- **Task item**
Answer these from the passage on C.R. Rao's statistical work:
(a) What interdisciplinary field arose from the third finding of Rao's 1945 paper?
(b) Which statistician said in 2008 that Rao's work "was before its time"?
(c) What is the hypothesis-testing approach from Rao's 1948 paper now widely known as?

- **Text passage**
The second outcome of the 1945 paper was the Rao-Blackwell Theorem, which offers a method to improve an estimate to an optimal estimate. The Rao-Blackwell theorem and the Cramér-Rao inequality are both related to the quality of estimators.
A new interdisciplinary area called ‘information geometry’ was born as a result of the paper’s third finding. This field integrated principles from differential geometry into statistics, including the concepts of metric, distance, and measure. Erich L. Lehmann, a renowned statistician, said in 2008 that “this work [of Rao’s] was before its time and came into its own only in the 1980s”.
So overall, Rao’s 1945 paper made an outstanding contribution, boosting the development of modern statistics and its widespread application in modern research. In a 2008 book, Reminiscences of a Statistician: The Company I Kept, Lehmann also discussed the generative nature of the paper – i.e. the goldmine of insights that it was – and acknowledged that “several of my early papers grew out of Rao’s paper of 1945”.
How did Rao enter the field of statistics?
The Australian statistician Terry Speed claimed that the “1940s were ungrudgingly C.R. Rao’s. His 1945 paper … will guarantee that, even had he done nothing else – but there was much else.”
Indeed, one of Rao’s papers in 1948 offered a novel generic approach to testing hypotheses, now widely known as the “Rao score test”. In fact, the three test procedures – the likelihood ratio test of Jerzy Neyman and E.S. Pearson (1928), the Wald test (1943) of Abraham Wald, and the Rao score test (1948) – are sometimes called “the holy trinity” of this branch of statistics.

- **The data**
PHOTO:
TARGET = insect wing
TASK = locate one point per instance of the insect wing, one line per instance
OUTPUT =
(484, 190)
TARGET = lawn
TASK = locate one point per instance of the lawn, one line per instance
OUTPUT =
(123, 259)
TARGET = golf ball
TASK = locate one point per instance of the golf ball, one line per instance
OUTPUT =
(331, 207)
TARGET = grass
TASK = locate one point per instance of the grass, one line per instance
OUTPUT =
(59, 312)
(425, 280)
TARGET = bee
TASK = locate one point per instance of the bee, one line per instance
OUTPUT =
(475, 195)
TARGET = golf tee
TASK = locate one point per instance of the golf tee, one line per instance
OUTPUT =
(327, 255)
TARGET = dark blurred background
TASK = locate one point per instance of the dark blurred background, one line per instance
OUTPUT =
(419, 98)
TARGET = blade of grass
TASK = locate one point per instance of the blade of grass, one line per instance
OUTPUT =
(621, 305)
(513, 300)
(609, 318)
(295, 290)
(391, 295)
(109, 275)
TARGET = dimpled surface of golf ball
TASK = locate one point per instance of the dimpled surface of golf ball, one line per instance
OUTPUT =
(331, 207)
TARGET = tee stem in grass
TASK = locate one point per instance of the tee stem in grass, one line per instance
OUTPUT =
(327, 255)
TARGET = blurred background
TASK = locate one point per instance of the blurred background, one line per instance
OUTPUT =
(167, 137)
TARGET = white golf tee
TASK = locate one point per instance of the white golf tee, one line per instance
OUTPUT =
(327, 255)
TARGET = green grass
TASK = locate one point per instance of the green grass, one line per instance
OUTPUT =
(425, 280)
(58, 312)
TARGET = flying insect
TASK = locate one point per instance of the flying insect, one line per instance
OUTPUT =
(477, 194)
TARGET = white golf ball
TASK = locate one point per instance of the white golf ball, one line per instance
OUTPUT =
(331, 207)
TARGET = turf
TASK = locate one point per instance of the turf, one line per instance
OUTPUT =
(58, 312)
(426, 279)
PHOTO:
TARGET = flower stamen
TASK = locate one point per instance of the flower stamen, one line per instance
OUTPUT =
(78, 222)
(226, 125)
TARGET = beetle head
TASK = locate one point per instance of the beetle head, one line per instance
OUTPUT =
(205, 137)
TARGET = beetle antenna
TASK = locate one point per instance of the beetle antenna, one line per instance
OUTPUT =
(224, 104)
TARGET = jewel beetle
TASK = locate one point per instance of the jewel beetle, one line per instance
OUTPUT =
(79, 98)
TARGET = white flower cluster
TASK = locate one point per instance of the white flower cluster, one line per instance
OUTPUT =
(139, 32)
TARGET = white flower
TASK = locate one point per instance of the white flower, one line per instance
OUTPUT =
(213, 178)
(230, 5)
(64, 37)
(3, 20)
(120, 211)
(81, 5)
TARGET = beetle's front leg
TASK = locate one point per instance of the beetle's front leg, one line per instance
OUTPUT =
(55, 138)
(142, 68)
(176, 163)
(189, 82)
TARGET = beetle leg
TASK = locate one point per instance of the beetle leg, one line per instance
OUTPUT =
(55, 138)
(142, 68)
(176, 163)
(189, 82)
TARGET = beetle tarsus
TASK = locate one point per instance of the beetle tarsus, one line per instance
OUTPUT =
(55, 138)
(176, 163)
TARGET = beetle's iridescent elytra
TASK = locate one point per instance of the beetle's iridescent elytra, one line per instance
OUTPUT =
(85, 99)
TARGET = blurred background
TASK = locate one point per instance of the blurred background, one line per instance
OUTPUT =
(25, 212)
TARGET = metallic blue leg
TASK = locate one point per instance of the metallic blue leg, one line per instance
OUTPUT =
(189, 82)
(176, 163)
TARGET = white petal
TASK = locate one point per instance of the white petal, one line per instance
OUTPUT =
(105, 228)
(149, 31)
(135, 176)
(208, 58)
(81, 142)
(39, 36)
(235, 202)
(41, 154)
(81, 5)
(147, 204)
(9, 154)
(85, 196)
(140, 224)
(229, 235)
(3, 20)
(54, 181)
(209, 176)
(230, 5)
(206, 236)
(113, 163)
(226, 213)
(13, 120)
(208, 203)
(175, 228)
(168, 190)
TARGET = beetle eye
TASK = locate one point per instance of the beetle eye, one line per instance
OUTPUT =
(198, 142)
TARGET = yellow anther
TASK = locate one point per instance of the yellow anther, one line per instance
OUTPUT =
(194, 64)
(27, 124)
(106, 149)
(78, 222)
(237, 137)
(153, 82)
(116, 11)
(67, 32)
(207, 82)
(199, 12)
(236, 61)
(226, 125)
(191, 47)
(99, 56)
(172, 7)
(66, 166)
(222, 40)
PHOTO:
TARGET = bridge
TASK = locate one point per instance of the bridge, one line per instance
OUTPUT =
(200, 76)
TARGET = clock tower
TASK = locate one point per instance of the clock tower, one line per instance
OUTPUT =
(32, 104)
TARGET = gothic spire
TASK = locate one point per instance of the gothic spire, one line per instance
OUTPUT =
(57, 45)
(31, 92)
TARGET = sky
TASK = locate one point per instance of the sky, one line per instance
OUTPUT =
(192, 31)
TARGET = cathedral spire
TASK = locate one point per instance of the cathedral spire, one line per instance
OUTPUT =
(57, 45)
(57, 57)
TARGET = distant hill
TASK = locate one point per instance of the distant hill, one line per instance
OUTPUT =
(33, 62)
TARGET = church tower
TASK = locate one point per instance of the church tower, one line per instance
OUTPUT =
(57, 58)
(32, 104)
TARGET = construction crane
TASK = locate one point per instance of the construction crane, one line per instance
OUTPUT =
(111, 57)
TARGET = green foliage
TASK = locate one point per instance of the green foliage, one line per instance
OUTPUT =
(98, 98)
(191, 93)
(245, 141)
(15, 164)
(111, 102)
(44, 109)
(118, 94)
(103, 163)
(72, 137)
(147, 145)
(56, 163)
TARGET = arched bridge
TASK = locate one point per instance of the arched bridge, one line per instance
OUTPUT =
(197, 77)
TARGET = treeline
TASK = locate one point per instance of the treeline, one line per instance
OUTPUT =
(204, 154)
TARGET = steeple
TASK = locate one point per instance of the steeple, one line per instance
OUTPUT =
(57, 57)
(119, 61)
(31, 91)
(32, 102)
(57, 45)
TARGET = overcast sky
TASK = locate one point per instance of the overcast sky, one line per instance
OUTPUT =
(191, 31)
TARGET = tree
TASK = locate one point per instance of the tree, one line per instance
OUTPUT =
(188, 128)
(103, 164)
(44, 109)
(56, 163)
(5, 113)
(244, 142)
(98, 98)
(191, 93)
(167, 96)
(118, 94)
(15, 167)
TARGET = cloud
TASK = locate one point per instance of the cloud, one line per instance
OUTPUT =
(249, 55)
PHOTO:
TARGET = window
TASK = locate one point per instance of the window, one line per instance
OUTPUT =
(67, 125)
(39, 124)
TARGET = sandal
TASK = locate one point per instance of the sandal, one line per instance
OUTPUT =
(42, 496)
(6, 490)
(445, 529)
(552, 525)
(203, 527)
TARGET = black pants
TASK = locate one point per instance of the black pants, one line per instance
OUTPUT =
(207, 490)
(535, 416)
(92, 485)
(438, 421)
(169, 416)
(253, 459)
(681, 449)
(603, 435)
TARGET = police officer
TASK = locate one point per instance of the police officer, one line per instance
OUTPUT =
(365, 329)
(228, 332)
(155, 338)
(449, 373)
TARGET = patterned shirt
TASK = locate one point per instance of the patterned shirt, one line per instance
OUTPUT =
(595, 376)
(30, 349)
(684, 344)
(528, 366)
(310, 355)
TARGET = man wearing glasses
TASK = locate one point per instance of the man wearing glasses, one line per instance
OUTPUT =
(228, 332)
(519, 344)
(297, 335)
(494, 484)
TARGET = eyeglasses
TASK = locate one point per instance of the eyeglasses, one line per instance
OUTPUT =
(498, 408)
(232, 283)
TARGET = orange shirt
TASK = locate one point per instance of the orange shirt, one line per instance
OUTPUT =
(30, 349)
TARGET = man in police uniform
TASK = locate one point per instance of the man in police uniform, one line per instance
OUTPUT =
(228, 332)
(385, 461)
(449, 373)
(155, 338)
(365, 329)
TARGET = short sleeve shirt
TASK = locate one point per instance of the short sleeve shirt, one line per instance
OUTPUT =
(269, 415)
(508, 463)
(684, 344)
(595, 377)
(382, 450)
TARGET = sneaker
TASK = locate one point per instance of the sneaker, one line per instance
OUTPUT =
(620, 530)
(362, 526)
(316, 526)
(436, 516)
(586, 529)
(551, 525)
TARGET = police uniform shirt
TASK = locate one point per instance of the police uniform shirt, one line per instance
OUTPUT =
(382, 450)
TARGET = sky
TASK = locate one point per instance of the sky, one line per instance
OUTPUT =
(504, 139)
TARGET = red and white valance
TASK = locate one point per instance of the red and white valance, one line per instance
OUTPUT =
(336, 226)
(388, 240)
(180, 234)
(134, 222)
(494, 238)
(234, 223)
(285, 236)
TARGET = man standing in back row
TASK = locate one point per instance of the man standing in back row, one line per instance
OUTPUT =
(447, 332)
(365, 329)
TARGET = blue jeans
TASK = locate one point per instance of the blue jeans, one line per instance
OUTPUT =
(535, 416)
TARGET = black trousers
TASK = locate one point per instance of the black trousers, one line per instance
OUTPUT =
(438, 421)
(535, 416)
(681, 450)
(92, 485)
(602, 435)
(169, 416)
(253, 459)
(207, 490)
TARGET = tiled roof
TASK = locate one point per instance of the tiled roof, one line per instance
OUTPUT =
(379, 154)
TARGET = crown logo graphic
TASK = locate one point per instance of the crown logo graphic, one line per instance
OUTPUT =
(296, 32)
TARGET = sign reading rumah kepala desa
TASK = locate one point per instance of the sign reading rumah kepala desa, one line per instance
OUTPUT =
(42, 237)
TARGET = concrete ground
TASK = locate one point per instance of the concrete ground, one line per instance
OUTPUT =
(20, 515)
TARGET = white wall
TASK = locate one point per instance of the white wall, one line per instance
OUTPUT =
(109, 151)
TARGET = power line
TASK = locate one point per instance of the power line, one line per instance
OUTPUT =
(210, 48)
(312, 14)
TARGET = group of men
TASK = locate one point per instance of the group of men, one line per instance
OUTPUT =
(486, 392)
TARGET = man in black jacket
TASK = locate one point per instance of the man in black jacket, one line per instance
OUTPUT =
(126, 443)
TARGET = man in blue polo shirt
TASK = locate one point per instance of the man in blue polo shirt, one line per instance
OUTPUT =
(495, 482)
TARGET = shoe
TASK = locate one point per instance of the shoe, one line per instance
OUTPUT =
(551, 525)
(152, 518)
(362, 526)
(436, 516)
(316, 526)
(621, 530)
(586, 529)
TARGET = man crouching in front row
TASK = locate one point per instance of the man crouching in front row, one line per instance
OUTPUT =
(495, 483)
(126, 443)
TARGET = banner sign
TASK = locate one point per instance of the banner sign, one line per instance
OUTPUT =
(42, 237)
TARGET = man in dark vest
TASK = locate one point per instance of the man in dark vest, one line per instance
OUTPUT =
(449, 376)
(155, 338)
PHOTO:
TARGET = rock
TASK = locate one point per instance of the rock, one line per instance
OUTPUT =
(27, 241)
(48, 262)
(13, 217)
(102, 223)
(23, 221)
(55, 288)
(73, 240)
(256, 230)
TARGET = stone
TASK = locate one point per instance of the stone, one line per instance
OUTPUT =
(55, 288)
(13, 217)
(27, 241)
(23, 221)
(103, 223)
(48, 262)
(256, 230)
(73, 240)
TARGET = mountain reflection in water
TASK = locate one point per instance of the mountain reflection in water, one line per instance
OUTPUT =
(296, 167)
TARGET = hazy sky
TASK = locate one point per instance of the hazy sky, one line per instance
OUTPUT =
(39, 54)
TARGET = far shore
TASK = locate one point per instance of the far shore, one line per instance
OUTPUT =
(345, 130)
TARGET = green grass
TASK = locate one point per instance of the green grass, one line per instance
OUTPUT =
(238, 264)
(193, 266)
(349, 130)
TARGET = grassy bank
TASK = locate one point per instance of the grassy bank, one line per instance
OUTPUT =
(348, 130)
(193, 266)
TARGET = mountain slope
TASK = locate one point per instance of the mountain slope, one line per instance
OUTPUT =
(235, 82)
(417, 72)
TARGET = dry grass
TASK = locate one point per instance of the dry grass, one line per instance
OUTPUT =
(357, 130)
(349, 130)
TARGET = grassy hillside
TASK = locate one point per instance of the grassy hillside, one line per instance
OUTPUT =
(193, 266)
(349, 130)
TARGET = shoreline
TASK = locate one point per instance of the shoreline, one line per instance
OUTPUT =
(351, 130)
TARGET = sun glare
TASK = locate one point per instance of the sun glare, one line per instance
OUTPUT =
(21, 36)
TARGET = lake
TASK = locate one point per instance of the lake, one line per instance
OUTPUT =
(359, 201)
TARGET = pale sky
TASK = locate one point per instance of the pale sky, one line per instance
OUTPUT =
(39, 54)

- **Task response**
(a) Information geometry
(b) Erich L. Lehmann
(c) The "Rao score test"